Consigne A
Répondez aux questions suivantes à partir du texte sur l'économie collaborative :
(i) Quelle part des utilisateurs de services collaboratifs le secteur de la mode attire-t-il ?
(ii) Quels exemples sont cités pour le secteur de la mobilité ?
(iii) Par quoi les espaces de cotravail sont-ils concurrencés ?
Consigne B
Dressez la liste de tous les secteurs ou services auxquels le texte sur l'économie collaborative associe un pourcentage d'utilisateurs, en indiquant ce pourcentage pour chacun.
Consigne C
Recopiez à l'identique le passage du texte sur l'économie collaborative qui va de « À la croisée » jusqu'à « à prix réduit. ».

Texte fourni
※ ※ ※
Le secteur de la mobilité connaît également une certaine popularité auprès des utilisateurs de services collaboratifs (70 %). La visibilité dans ce domaine a notamment pu s’accroître en raison du soutien des gouvernements, dont l’un des objectifs est d’encourager des déplacements respectant le principe de sobriété énergétique, mais aussi de répondre aux problématiques actuelles d’écologie. L’on peut en observer différents exemples, comme celui du covoiturage ou des vélos en libre-service, dont l’implémentation s’est avant tout effectuée dans les grandes métropoles comme l’une des solutions visant à réduire les engorgements liés au trafic et à la pollution atmosphérique.
À la croisée des pratiques d’économie circulaire et d’économie collaborative, la mode est un autre secteur qui attire les utilisateurs de services collaboratifs (53 %). Sa croissance peut s’appuyer sur celle de plateformes digitales permettant de troquer, d’échanger ou de vendre des vêtements à prix réduit.
Enfin, la livraison de repas à domicile est un service utilisé par 41 % de ce groupe de consommateurs. Accélérée par la pandémie, cette habitude de consommation est également sous-tendue par une volonté des acteurs de la restauration de diversifier leurs activités, dans un contexte où la crise sanitaire a pu provoquer de nombreuses difficultés pour le secteur.

Certaines activités apparaissent toutefois comme moins ancrées dans les habitudes des consommateurs, à l’image des visites touristiques proposées par des locaux (14 %), dont l’autorité et la visibilité pourrait être moindre que celle des acteurs culturels traditionnels, ou encore les services aux entreprises tels que les espaces de cotravail (10 %), concurrencés par le développement du travail à domicile.
Des utilisateurs à l’épreuve de la désintermédiation
Les entreprises traditionnelles comme les hôtels ou les sociétés de location de voitures bénéficient d’un contexte intrinsèque de fiabilité et d’autorité, mais aussi d’un encadrement défini de leurs pratiques commerciales.
De par son principe, l’économie collaborative implique un transfert de ces facteurs sur le fournisseur de service en tant qu’interlocuteur privilégié, ce dernier pouvant être un particulier sans expérience particulière dans le domaine, et les plateformes de services de simples médiateurs dans la transaction.
※ ※ ※
Jeu de données

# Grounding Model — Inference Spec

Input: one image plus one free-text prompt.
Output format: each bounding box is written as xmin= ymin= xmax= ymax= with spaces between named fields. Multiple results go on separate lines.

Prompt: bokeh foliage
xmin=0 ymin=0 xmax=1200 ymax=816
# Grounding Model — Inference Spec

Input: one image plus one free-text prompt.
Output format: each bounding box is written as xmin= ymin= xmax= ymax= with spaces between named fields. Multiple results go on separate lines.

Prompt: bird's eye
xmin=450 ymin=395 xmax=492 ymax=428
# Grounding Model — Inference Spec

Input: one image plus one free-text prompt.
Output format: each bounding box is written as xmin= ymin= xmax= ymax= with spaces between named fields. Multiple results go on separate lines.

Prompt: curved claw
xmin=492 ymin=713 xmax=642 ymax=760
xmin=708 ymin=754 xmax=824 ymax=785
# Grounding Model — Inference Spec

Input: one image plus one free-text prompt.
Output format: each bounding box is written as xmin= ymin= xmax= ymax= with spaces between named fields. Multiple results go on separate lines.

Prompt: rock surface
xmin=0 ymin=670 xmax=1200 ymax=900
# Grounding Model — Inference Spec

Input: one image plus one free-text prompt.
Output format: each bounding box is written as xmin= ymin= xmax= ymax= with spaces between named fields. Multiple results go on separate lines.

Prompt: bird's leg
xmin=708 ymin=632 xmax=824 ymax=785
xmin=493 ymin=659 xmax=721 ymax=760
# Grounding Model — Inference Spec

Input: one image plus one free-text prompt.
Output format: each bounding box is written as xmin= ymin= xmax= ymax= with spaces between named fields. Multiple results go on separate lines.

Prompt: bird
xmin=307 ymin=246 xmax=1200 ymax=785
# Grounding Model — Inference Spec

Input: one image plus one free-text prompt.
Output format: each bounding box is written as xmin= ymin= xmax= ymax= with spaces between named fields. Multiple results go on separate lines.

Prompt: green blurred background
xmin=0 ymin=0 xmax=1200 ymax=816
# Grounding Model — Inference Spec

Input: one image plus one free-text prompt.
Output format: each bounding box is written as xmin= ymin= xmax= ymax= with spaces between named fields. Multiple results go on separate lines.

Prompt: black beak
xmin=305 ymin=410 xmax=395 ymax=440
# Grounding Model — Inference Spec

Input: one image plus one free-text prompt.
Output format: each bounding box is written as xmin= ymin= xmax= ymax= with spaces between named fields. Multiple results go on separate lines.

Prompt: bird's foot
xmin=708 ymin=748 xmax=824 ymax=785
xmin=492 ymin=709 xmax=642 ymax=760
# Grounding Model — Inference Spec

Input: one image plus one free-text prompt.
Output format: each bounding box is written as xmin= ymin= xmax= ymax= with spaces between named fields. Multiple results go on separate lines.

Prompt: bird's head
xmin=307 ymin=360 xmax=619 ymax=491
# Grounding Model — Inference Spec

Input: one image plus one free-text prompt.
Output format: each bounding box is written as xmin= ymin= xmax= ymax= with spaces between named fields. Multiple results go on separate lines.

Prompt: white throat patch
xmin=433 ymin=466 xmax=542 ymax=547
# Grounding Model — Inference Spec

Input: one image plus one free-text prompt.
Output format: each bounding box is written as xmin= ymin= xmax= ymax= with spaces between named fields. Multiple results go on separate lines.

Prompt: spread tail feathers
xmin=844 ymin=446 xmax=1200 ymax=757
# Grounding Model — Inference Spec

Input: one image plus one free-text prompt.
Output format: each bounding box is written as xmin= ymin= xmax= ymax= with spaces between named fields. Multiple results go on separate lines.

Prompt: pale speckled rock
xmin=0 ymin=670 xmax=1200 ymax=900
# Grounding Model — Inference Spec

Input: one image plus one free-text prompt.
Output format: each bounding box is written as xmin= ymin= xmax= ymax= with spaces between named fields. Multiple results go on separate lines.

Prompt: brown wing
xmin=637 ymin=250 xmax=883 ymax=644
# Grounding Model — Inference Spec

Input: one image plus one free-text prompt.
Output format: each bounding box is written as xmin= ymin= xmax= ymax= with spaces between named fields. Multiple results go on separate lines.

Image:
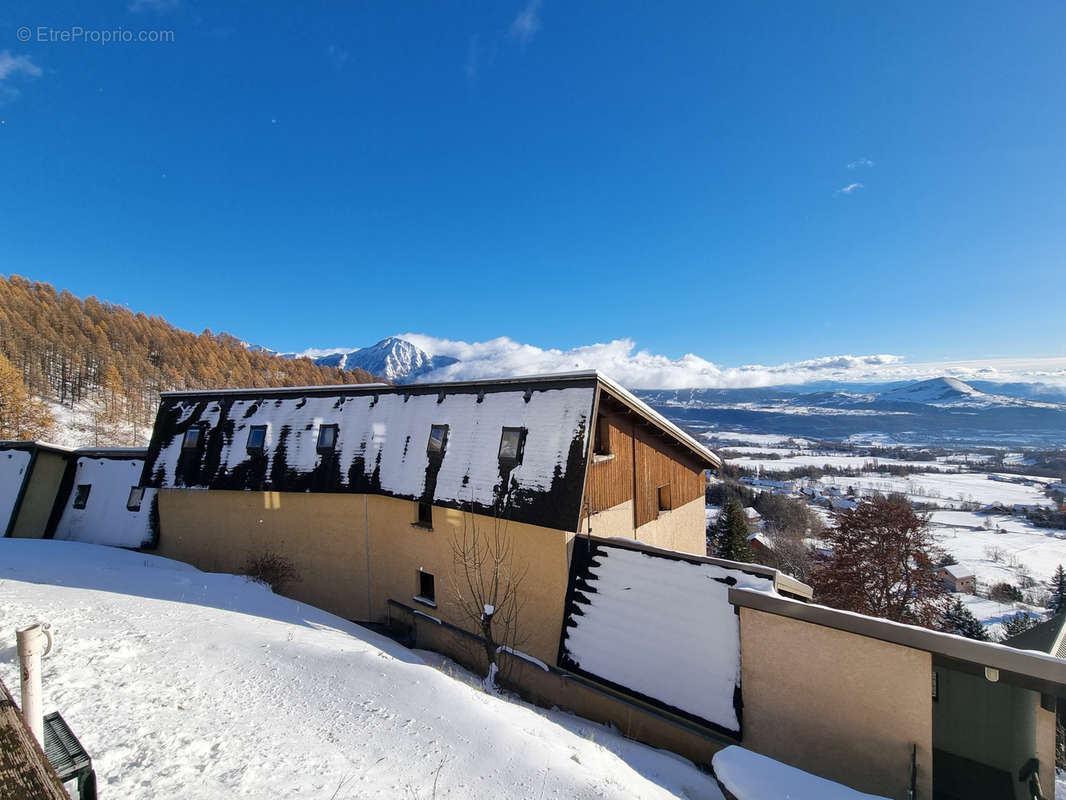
※ ※ ※
Réponse attendue A
(i) 53 %.
(ii) Le covoiturage et les vélos en libre-service.
(iii) Par le développement du travail à domicile.

Réponse attendue B
- La mobilité : 70 %
- La mode : 53 %
- La livraison de repas à domicile : 41 %
- Les visites touristiques proposées par des locaux : 14 %
- Les services aux entreprises tels que les espaces de cotravail : 10 %

Réponse attendue C
À la croisée des pratiques d’économie circulaire et d’économie collaborative, la mode est un autre secteur qui attire les utilisateurs de services collaboratifs (53 %). Sa croissance peut s’appuyer sur celle de plateformes digitales permettant de troquer, d’échanger ou de vendre des vêtements à prix réduit.